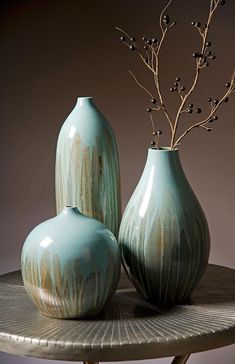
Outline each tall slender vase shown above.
[55,97,121,236]
[119,149,210,304]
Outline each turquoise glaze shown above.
[21,206,121,318]
[55,97,121,236]
[119,149,210,304]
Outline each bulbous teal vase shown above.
[55,97,121,237]
[21,207,121,318]
[119,149,210,304]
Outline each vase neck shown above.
[76,96,94,107]
[144,148,184,178]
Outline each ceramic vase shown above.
[21,207,121,318]
[55,97,121,236]
[119,149,210,304]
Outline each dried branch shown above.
[116,0,235,149]
[172,70,235,149]
[170,0,219,149]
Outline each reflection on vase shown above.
[21,207,121,318]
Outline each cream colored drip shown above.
[56,130,121,235]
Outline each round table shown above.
[0,265,235,364]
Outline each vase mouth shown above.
[77,96,94,106]
[77,96,93,100]
[149,147,179,153]
[62,205,79,215]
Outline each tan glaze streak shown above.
[22,251,118,318]
[56,129,121,236]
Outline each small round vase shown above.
[119,149,210,304]
[55,97,121,237]
[21,206,121,318]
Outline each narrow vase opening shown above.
[77,96,94,106]
[149,147,179,152]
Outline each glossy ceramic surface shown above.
[55,97,121,236]
[21,207,120,318]
[119,149,210,304]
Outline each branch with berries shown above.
[116,0,235,149]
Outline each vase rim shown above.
[77,96,93,100]
[148,147,179,153]
[61,205,79,215]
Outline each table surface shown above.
[0,265,235,361]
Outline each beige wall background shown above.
[0,0,235,364]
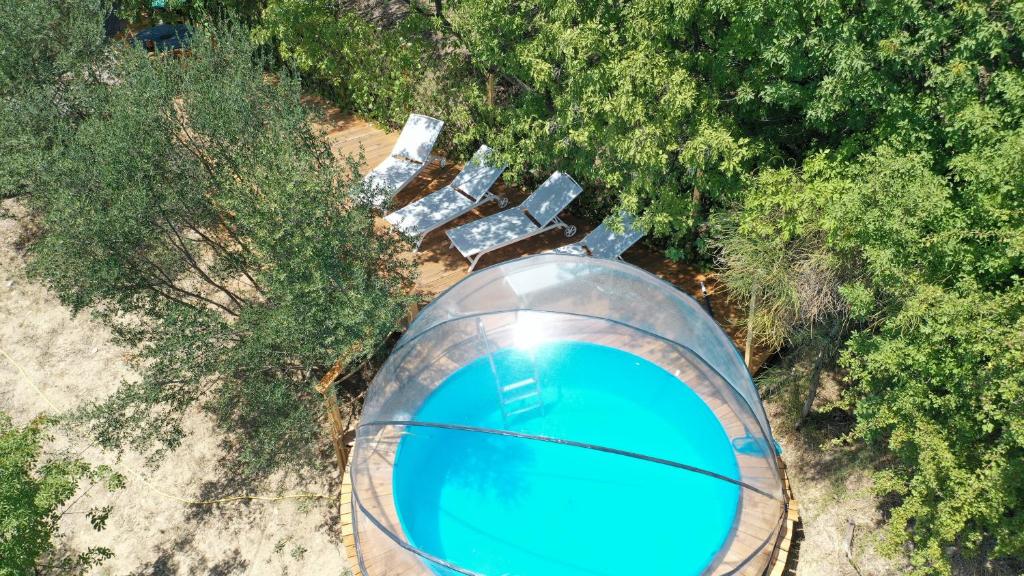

**Task objective:** Could you copy out, unchanged, the lines from the one containing "Outline each glossy" through the final line, leaving the pictures out of your answer?

**Answer below:**
Outline each glossy ceramic surface shown above.
[55,97,121,236]
[21,207,120,318]
[119,149,210,304]
Outline each branch with berries shown above.
[116,0,235,149]
Outline each vase rim shown above.
[77,96,93,100]
[148,147,179,153]
[61,205,79,215]
Outline each table surface shown above.
[0,265,235,361]
Outline each beige wall background shown above.
[0,0,235,364]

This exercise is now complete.